→ EXERCISE:
Arrange the lines from the one containing "Target: narrow window" through the final line, both included, as a Markdown table with the columns Row and Line, leaving out blank lines.

→ DATA SHOWN:

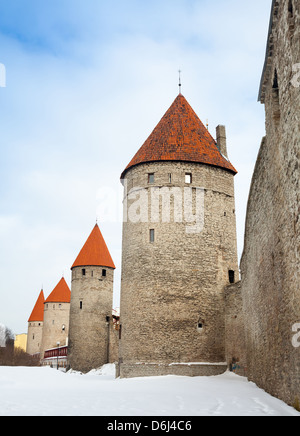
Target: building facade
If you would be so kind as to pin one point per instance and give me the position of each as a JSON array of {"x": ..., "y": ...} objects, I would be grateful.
[
  {"x": 179, "y": 249},
  {"x": 270, "y": 265},
  {"x": 35, "y": 327},
  {"x": 56, "y": 318},
  {"x": 91, "y": 305}
]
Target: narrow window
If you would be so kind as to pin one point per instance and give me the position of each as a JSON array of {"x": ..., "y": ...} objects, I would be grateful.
[
  {"x": 275, "y": 98},
  {"x": 291, "y": 19},
  {"x": 151, "y": 178},
  {"x": 200, "y": 325},
  {"x": 152, "y": 235},
  {"x": 188, "y": 178},
  {"x": 231, "y": 276}
]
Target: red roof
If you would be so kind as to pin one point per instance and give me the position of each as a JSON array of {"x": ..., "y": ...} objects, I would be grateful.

→ EXERCISE RESULT:
| Row | Line |
|---|---|
| 1 | Target: narrow window |
| 2 | If you would be so kind as to pin one point per instance and give me the position of each as a JSON array of {"x": ..., "y": ...} objects, I would be grateful. |
| 3 | [ |
| 4 |   {"x": 275, "y": 98}, |
| 5 |   {"x": 291, "y": 19}, |
| 6 |   {"x": 151, "y": 178}, |
| 7 |   {"x": 200, "y": 325}, |
| 8 |   {"x": 152, "y": 235}, |
| 9 |   {"x": 188, "y": 178}, |
| 10 |   {"x": 231, "y": 276} |
| 11 | ] |
| 12 | Target: red roof |
| 13 | If you would be so kind as to pin one point per instance and give me the position of each as a JSON array of {"x": ..., "y": ...} objects, I would be grateful. |